▸ Given problem
Give back the line where "Target: glass pedestal foot" appears and all the lines after it until the listing ends, unchanged and with nothing else.

▸ Information shown
· · · · ·
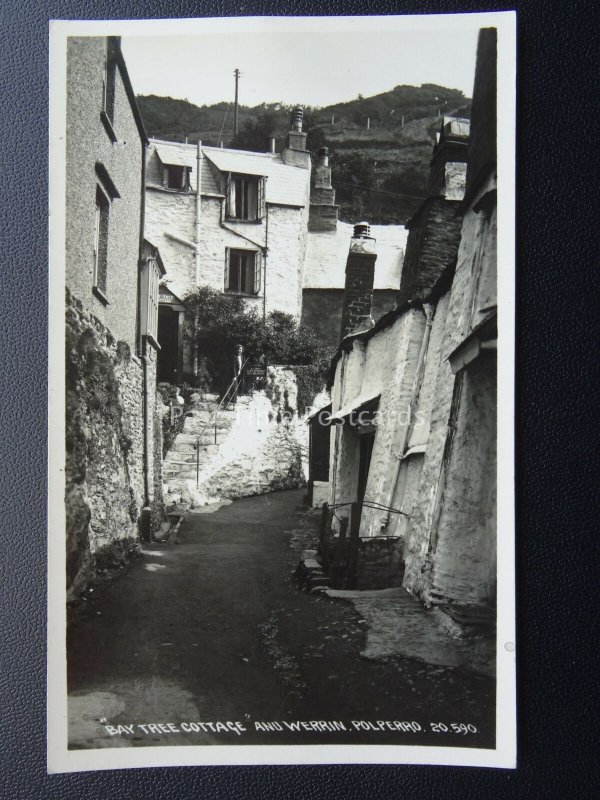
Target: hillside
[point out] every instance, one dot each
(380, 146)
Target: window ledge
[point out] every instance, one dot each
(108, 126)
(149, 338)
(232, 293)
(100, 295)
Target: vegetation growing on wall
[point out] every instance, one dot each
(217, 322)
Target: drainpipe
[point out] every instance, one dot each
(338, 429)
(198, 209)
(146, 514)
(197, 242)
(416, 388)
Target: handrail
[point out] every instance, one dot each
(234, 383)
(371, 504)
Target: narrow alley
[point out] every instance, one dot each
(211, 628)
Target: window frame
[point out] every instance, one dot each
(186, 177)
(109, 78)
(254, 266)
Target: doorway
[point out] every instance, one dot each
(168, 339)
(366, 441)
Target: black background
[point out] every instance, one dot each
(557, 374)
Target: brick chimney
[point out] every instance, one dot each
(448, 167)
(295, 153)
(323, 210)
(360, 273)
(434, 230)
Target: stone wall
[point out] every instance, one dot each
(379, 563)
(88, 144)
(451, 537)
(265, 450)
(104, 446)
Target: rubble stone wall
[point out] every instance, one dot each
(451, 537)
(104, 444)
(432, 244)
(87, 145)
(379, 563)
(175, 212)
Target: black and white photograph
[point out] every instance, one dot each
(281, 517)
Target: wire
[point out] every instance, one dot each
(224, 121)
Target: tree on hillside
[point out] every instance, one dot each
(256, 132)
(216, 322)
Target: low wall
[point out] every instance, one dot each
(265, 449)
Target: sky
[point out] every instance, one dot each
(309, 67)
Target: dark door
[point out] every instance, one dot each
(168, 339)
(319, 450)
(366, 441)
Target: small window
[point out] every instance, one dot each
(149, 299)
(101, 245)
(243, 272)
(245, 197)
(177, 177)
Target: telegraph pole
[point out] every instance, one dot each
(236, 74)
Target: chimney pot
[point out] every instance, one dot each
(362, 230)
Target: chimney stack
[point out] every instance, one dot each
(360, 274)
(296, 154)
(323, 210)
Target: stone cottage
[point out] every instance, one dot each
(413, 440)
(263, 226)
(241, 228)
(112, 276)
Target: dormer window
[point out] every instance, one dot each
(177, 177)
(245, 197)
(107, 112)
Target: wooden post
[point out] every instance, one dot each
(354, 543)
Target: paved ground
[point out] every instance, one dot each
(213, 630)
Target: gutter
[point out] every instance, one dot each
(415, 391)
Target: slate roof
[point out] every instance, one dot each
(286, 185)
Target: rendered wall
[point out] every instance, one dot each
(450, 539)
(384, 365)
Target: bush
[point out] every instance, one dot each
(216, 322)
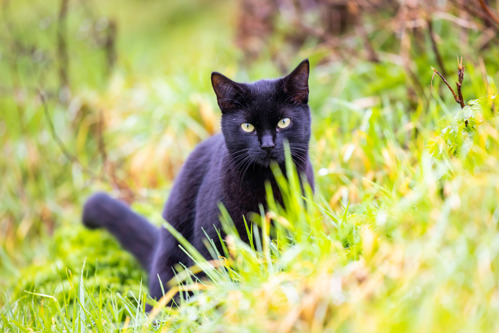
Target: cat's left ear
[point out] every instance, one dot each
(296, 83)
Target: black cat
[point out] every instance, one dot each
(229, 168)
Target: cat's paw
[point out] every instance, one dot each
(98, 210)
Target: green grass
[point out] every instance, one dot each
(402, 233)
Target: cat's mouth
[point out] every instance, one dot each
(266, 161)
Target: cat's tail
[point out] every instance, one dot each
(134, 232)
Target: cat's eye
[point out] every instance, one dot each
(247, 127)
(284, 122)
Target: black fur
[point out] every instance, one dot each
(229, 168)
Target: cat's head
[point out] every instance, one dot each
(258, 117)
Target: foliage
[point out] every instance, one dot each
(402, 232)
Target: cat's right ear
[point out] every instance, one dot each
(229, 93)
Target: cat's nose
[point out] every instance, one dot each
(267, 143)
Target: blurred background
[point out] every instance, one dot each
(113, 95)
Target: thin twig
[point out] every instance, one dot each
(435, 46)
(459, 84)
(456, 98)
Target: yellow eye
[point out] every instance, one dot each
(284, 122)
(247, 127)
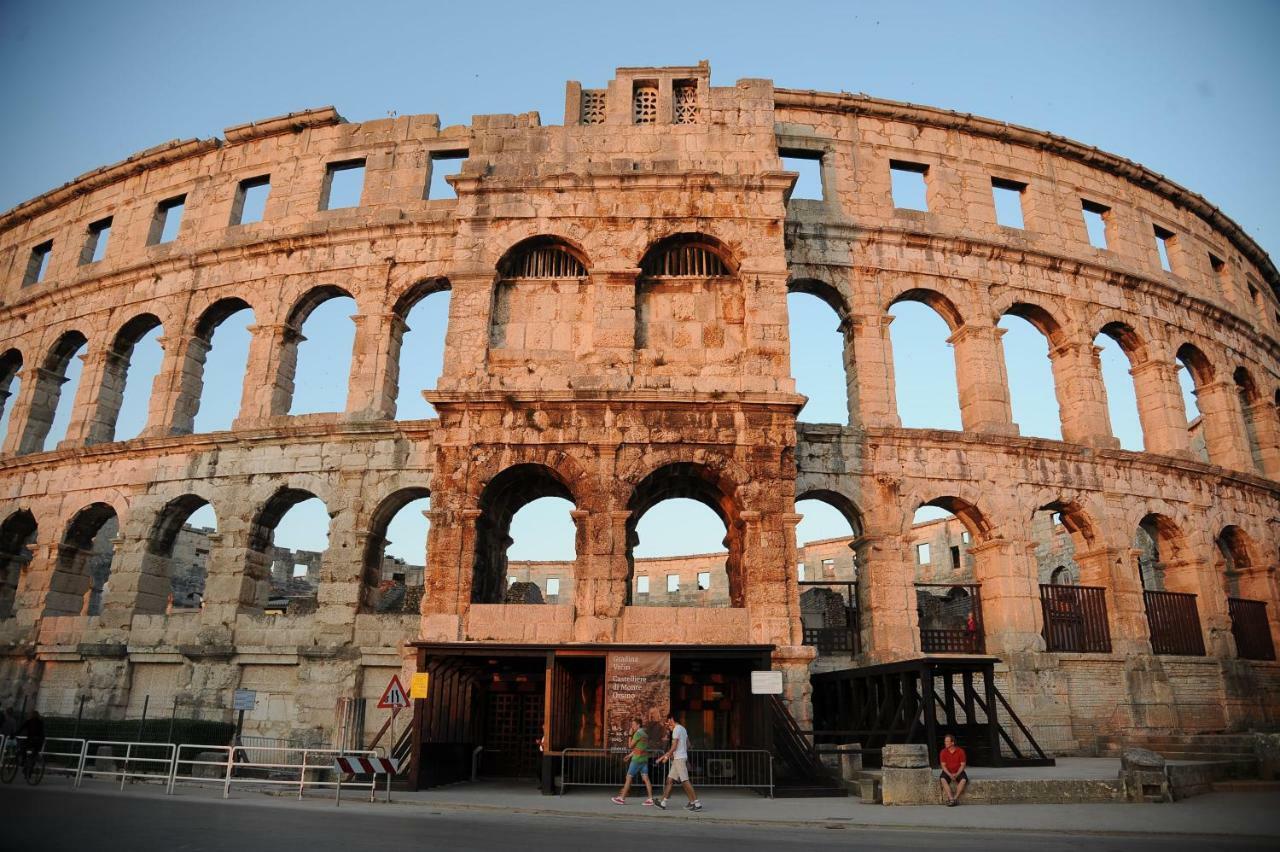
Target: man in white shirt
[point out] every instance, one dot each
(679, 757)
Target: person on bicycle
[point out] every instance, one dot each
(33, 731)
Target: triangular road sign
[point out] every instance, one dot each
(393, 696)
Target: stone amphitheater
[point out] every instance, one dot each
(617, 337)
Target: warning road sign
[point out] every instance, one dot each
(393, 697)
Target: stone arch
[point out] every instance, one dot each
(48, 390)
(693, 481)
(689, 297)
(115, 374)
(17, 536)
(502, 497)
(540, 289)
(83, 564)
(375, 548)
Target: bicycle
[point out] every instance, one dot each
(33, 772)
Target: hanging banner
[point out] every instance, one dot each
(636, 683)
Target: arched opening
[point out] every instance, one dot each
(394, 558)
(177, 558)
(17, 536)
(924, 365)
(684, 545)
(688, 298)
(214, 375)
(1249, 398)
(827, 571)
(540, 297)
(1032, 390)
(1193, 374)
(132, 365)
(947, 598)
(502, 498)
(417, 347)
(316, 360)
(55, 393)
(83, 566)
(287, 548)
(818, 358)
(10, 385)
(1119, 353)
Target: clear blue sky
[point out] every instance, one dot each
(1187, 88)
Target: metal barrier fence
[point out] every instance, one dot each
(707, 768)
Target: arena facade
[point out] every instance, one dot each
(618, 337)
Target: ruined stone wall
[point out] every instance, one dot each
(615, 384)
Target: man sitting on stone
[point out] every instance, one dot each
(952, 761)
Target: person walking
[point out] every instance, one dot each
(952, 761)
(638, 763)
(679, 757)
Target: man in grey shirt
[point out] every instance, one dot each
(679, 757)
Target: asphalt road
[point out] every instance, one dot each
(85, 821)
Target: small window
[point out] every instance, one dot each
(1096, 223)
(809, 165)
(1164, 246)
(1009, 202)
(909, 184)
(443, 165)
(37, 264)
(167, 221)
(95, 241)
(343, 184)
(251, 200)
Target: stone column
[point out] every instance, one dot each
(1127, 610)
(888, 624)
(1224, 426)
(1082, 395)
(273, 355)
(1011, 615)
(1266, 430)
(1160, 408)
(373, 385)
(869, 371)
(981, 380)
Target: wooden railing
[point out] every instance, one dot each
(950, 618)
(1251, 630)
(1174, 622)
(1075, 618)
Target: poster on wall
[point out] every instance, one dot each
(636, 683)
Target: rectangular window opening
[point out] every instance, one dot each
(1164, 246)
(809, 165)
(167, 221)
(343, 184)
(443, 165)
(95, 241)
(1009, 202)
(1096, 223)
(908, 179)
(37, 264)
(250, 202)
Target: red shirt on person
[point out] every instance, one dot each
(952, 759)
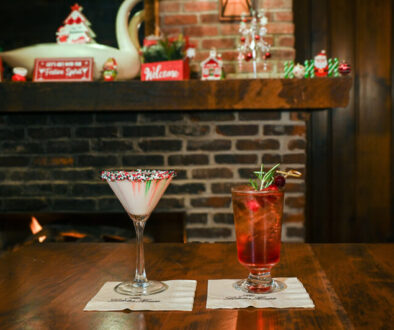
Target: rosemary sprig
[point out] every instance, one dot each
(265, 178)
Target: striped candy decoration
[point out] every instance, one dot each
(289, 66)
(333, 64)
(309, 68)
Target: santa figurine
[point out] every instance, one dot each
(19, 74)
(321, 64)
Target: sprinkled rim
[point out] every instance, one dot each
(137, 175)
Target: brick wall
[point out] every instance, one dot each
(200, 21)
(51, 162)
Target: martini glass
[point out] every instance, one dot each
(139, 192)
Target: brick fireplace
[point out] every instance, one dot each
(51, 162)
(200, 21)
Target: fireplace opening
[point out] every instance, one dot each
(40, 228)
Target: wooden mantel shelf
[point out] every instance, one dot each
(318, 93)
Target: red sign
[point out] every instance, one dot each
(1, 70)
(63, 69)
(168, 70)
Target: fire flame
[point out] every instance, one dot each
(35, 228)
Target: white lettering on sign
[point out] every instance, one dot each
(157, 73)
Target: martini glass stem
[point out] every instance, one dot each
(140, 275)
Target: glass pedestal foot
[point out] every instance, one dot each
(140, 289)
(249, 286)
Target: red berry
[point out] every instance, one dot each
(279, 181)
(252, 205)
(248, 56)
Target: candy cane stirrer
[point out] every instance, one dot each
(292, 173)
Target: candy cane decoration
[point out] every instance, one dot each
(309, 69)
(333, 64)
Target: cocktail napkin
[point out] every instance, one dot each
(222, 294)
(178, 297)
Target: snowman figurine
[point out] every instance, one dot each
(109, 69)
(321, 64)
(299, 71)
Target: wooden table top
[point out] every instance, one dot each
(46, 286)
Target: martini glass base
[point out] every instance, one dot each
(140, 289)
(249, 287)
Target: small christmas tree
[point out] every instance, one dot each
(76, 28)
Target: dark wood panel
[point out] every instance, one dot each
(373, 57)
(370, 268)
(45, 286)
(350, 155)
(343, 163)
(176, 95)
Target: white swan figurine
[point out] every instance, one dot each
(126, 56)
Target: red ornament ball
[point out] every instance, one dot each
· · · · ·
▸ Problem solution
Target: glass pedestal foot
[point out] every instance, one dot each
(140, 289)
(249, 286)
Target: red berry
[point out] every instance, one dot each
(279, 181)
(252, 205)
(248, 56)
Target: candy cane stirrer
[point out] every instance, one dot each
(292, 173)
Target: candy cane decoration
[point out] every instance, one dot each
(309, 69)
(333, 64)
Target: cocktail napkin
[point out] every instance, one dot each
(222, 294)
(178, 297)
Target: snowman figurine
[point out] every instance, one dot each
(109, 69)
(321, 64)
(299, 71)
Target: wooden table top
[point out] every instance, one dot each
(46, 286)
Target: martini glass base
[point out] every instance, one dot each
(140, 289)
(249, 287)
Target: small christmas tree
[point out] every instance, one dot each
(76, 28)
Target: dark wood panel
[point out] every instance, one dot each
(373, 57)
(370, 268)
(45, 286)
(350, 155)
(343, 163)
(176, 95)
Target: white swan figurine
[point out] every instance, one dot each
(126, 56)
Target: red ornament ball
[point out] every instance, one dot each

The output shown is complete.